● Required task: Everything in the listing should be restated word for word.

● Exercise data:
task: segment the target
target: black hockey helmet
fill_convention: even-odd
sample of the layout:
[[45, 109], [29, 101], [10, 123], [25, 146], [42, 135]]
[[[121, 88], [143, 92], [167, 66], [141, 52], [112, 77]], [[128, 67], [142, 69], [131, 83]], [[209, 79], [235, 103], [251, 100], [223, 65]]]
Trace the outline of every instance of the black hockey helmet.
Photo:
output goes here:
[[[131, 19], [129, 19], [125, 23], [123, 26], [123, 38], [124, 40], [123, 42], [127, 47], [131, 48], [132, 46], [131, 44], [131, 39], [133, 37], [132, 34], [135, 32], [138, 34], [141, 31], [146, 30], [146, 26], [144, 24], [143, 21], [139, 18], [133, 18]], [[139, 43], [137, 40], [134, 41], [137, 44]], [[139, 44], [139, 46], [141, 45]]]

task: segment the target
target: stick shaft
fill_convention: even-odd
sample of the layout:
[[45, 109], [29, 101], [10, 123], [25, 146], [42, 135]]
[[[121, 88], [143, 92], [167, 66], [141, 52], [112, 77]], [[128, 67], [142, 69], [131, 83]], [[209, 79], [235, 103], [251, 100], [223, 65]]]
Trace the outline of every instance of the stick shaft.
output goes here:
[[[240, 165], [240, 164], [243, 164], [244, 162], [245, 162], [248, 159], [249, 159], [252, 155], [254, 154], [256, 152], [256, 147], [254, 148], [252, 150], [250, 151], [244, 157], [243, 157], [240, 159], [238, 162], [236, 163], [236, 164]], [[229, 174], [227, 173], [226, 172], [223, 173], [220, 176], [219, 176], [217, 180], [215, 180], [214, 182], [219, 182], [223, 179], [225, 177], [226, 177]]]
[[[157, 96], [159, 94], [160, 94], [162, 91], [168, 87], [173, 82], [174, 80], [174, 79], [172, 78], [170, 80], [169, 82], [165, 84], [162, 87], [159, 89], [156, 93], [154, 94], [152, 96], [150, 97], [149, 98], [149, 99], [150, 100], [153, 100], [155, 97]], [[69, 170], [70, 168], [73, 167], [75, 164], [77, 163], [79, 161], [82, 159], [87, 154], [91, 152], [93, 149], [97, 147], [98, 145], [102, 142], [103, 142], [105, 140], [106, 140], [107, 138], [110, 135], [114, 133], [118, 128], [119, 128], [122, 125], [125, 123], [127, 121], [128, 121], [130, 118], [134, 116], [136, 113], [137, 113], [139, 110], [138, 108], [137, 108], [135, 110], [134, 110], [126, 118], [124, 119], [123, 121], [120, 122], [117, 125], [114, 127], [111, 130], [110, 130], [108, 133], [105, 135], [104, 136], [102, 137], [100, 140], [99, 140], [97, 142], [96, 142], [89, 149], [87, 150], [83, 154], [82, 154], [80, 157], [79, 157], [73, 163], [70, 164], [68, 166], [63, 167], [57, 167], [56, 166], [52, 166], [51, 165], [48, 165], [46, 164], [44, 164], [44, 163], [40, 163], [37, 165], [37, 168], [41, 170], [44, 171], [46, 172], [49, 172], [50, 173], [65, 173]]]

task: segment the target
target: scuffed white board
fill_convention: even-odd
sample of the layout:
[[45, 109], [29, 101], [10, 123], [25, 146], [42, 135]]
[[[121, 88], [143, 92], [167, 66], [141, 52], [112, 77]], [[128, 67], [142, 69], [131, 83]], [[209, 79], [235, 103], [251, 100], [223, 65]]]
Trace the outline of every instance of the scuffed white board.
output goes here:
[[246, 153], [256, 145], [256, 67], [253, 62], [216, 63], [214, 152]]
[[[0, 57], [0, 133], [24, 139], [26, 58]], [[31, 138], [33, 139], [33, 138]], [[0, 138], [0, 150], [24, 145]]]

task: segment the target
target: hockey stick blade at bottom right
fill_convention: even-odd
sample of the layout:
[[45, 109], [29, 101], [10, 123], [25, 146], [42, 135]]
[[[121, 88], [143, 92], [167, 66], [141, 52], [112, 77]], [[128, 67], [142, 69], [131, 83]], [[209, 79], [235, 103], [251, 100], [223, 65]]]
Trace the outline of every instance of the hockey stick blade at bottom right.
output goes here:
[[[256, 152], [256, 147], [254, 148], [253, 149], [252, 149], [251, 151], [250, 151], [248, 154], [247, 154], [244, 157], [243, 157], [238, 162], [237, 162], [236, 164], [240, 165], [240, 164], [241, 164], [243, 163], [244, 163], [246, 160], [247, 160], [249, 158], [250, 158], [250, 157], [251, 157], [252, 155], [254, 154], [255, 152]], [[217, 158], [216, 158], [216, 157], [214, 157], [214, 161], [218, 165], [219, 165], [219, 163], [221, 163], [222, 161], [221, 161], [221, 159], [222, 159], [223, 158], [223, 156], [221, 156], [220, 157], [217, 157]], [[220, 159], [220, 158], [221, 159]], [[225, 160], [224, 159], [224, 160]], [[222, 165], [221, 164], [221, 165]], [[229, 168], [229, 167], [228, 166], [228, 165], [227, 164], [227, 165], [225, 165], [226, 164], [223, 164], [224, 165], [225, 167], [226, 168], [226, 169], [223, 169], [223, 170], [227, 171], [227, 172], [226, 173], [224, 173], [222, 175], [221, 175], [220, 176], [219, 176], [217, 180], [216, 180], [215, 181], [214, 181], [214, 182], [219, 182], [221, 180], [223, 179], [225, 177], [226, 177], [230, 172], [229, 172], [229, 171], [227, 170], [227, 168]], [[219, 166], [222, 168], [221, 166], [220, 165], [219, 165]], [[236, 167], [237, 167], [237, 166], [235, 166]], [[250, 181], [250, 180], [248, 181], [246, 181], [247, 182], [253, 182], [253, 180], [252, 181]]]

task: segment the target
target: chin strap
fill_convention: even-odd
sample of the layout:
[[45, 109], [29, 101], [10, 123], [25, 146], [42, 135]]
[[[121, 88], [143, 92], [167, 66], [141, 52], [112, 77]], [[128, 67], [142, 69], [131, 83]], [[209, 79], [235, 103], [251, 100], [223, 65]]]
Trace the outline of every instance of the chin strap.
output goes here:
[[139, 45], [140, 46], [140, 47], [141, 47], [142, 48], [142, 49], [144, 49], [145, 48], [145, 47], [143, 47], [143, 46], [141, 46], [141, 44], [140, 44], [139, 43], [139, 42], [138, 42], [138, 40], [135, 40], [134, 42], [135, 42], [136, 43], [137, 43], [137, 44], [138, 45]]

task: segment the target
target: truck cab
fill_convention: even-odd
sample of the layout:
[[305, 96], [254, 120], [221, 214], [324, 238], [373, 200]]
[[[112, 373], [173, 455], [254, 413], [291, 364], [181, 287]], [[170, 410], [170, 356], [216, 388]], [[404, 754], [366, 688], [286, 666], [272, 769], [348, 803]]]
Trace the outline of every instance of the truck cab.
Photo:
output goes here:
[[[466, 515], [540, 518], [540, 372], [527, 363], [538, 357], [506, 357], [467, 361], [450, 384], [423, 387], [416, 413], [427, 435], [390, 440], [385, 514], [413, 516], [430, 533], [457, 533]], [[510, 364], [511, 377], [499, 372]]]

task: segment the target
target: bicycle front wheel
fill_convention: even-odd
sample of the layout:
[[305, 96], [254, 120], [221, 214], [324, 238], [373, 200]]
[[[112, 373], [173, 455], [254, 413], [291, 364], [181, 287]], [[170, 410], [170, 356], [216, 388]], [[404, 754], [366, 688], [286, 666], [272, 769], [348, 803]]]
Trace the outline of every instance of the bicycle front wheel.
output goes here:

● Full answer:
task: segment the target
target: black hockey helmet
fill_convention: even-odd
sample of the layout:
[[45, 109], [29, 101], [10, 123], [25, 146], [42, 135]]
[[[121, 88], [143, 92], [167, 66], [141, 52], [112, 77]], [[128, 67], [142, 69], [131, 83]], [[209, 79], [235, 103], [251, 100], [223, 65]]]
Trace the outline of every instance of the black hockey helmet.
Photo:
output goes here:
[[[131, 19], [129, 19], [125, 23], [123, 26], [123, 38], [124, 40], [123, 42], [127, 47], [131, 48], [132, 46], [131, 44], [131, 39], [133, 37], [132, 34], [135, 32], [138, 34], [141, 31], [146, 30], [146, 26], [144, 24], [143, 21], [139, 18], [133, 18]], [[139, 43], [137, 40], [134, 41], [137, 44]], [[139, 44], [139, 46], [141, 45]]]

task: segment the target
target: stick shaft
fill_convention: even-odd
sample of the layout:
[[45, 109], [29, 101], [10, 123], [25, 146], [42, 135]]
[[[121, 88], [143, 92], [167, 66], [141, 52], [112, 77]], [[128, 67], [142, 69], [131, 83]], [[209, 79], [235, 103], [251, 100], [223, 65]]]
Trace the outline of every instance of the stick shaft.
output goes here:
[[[240, 165], [240, 164], [243, 164], [244, 162], [245, 162], [248, 159], [249, 159], [252, 155], [254, 154], [256, 152], [256, 147], [254, 148], [252, 150], [250, 151], [244, 157], [243, 157], [240, 159], [238, 162], [236, 163], [236, 164]], [[229, 174], [227, 173], [226, 172], [223, 173], [220, 176], [219, 176], [217, 180], [215, 180], [214, 182], [219, 182], [223, 179], [225, 177], [226, 177]]]
[[[157, 96], [159, 94], [160, 94], [162, 91], [168, 87], [173, 82], [174, 80], [174, 79], [172, 78], [170, 80], [169, 82], [165, 84], [162, 87], [159, 89], [156, 93], [154, 94], [152, 96], [150, 97], [149, 98], [149, 99], [150, 100], [153, 100], [155, 97]], [[69, 170], [70, 168], [73, 167], [75, 164], [77, 163], [79, 161], [82, 159], [87, 154], [91, 152], [93, 149], [97, 147], [98, 145], [102, 142], [103, 142], [105, 140], [106, 140], [107, 138], [110, 135], [114, 133], [118, 128], [119, 128], [122, 125], [125, 123], [127, 121], [128, 121], [130, 118], [134, 116], [136, 113], [137, 113], [139, 110], [138, 108], [137, 108], [135, 110], [134, 110], [126, 118], [124, 119], [123, 121], [120, 122], [117, 125], [114, 127], [111, 130], [110, 130], [108, 133], [105, 135], [104, 136], [102, 137], [100, 140], [99, 140], [97, 142], [96, 142], [89, 149], [87, 150], [83, 154], [82, 154], [80, 157], [79, 157], [73, 163], [70, 164], [68, 166], [63, 167], [57, 167], [56, 166], [52, 166], [51, 165], [48, 165], [46, 164], [44, 164], [44, 163], [40, 163], [37, 165], [37, 168], [41, 170], [44, 171], [46, 172], [49, 172], [50, 173], [65, 173]]]

task: segment the target
target: scuffed white board
fill_convention: even-odd
sample of the layout:
[[45, 109], [29, 101], [10, 123], [25, 146], [42, 135]]
[[[121, 88], [143, 92], [167, 66], [141, 52], [112, 77]], [[128, 67], [142, 69], [131, 83]], [[209, 79], [235, 103], [251, 100], [223, 65]]]
Trace the outline of every instance of the scuffed white board.
output goes here:
[[246, 153], [256, 145], [256, 67], [253, 62], [216, 63], [214, 152]]
[[[0, 57], [0, 133], [24, 139], [26, 58]], [[31, 138], [33, 139], [33, 138]], [[0, 138], [0, 150], [24, 145]]]

task: segment the target
target: hockey stick blade at bottom right
fill_convention: even-odd
sample of the layout:
[[45, 109], [29, 101], [10, 123], [25, 146], [42, 135]]
[[[121, 88], [143, 92], [167, 66], [141, 52], [112, 77]], [[128, 67], [142, 69], [131, 83]], [[209, 79], [235, 103], [251, 100], [223, 65]]]
Trace the outline of every instance of the hockey stick blade at bottom right.
output goes here:
[[[256, 152], [256, 147], [254, 148], [253, 149], [252, 149], [251, 151], [250, 151], [248, 154], [247, 154], [244, 157], [243, 157], [238, 162], [237, 162], [236, 164], [240, 165], [240, 164], [241, 164], [243, 163], [244, 163], [246, 160], [247, 160], [249, 158], [250, 158], [250, 157], [251, 157], [252, 155], [254, 154], [255, 152]], [[217, 158], [216, 158], [216, 157], [214, 157], [214, 161], [218, 165], [219, 165], [219, 163], [221, 163], [222, 161], [221, 161], [221, 159], [222, 159], [223, 158], [223, 156], [221, 156], [220, 157], [217, 157]], [[220, 159], [220, 158], [221, 159]], [[225, 160], [224, 159], [224, 160]], [[222, 165], [221, 164], [221, 165]], [[229, 168], [229, 167], [228, 166], [228, 165], [227, 164], [227, 165], [225, 165], [226, 164], [223, 164], [224, 165], [225, 167], [226, 168], [226, 169], [223, 169], [223, 170], [227, 171], [227, 172], [226, 173], [224, 173], [222, 175], [221, 175], [220, 176], [219, 176], [217, 180], [216, 180], [215, 181], [214, 181], [214, 182], [219, 182], [221, 180], [223, 179], [225, 177], [226, 177], [230, 172], [229, 172], [229, 171], [227, 170], [227, 168]], [[219, 166], [222, 168], [221, 166], [220, 165], [219, 165]], [[236, 167], [237, 167], [237, 166], [235, 166]], [[250, 181], [250, 180], [248, 181], [246, 181], [247, 182], [253, 182], [253, 180], [252, 181]]]

task: segment the target
target: chin strap
fill_convention: even-odd
sample of the layout:
[[45, 109], [29, 101], [10, 123], [25, 146], [42, 135]]
[[[121, 88], [143, 92], [167, 66], [141, 52], [112, 77]], [[128, 67], [142, 69], [131, 83]], [[209, 79], [235, 103], [251, 100], [223, 65]]]
Trace the outline of every instance of the chin strap.
output goes here:
[[139, 45], [140, 46], [140, 47], [141, 47], [142, 48], [142, 49], [144, 49], [145, 48], [145, 47], [143, 47], [143, 46], [141, 46], [141, 44], [140, 44], [139, 43], [139, 42], [138, 42], [138, 40], [135, 40], [134, 42], [135, 42], [136, 43], [137, 43], [137, 44], [138, 45]]

task: segment the target
target: truck cab
fill_convention: even-odd
sample of the layout:
[[305, 96], [254, 120], [221, 214], [324, 238], [373, 200]]
[[[112, 373], [173, 455], [254, 413], [291, 364], [181, 287]], [[170, 410], [170, 356], [216, 388]], [[404, 754], [366, 688], [286, 666], [272, 769], [348, 803]]]
Trace the outline of every instance of the truck cab.
Photo:
output goes here:
[[[466, 515], [540, 518], [540, 372], [527, 363], [538, 357], [506, 357], [467, 361], [450, 384], [423, 387], [416, 413], [427, 435], [390, 440], [385, 514], [413, 516], [430, 533], [457, 533]], [[510, 364], [511, 377], [499, 372]]]

task: segment the target
target: bicycle front wheel
fill_convention: even-odd
sample of the layout:
[[305, 96], [254, 120], [221, 214], [324, 238], [373, 200]]
[[[112, 373], [173, 455], [254, 413], [291, 364], [181, 287]], [[170, 410], [170, 356], [216, 388]], [[404, 754], [366, 688], [286, 666], [272, 769], [348, 803]]]
Trace the outline of every instance of the bicycle front wheel.
output goes here:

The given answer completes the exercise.